### Records of labeled points
^^^^

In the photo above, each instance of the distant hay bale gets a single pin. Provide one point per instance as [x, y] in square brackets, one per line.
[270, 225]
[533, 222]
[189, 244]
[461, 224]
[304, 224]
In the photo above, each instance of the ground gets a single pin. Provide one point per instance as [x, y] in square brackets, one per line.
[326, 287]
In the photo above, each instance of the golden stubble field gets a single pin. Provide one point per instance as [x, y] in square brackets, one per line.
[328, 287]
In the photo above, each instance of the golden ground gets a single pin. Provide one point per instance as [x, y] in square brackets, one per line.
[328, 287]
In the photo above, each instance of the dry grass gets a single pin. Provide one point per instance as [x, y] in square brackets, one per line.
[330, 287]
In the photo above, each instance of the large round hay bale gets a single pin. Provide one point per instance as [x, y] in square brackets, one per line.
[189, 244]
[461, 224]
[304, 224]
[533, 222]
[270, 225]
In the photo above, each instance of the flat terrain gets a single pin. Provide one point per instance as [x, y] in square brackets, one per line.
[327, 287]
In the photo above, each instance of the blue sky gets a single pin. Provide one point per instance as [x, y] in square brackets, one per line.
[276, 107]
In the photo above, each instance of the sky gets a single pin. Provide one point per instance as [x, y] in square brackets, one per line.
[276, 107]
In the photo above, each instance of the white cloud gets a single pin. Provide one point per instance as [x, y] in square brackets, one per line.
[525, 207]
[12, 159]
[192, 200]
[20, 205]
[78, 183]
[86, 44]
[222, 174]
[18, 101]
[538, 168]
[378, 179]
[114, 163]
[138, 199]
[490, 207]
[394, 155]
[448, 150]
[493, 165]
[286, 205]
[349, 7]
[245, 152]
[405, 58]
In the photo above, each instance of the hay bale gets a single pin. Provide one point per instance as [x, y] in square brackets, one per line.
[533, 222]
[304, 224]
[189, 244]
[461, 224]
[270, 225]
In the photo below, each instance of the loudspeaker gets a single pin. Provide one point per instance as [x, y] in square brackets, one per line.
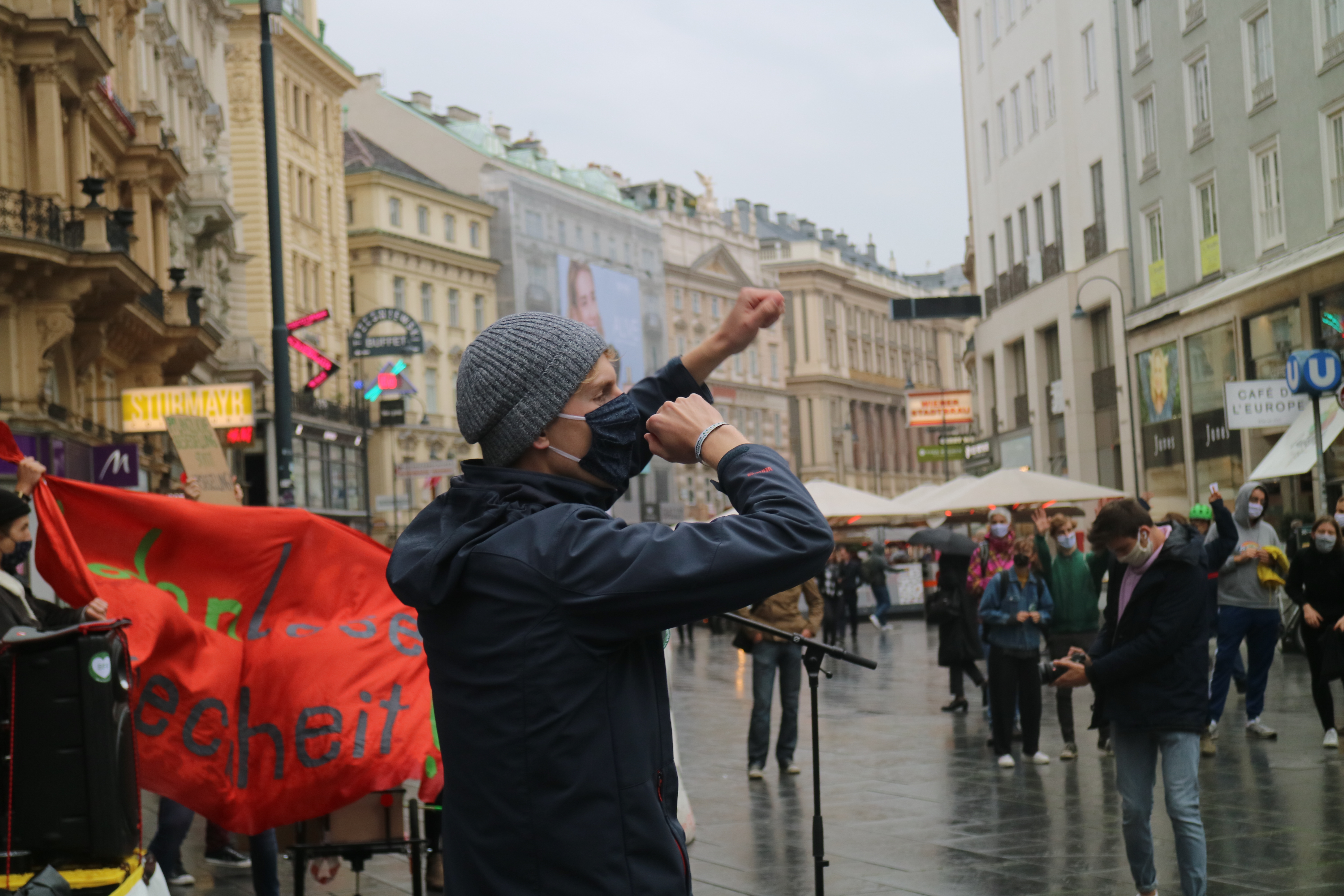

^^^^

### EXERCISE INSTRUCTIONS
Count the lines of the listing above that contain the word "bale". Give only the number.

### WORKED ANSWER
3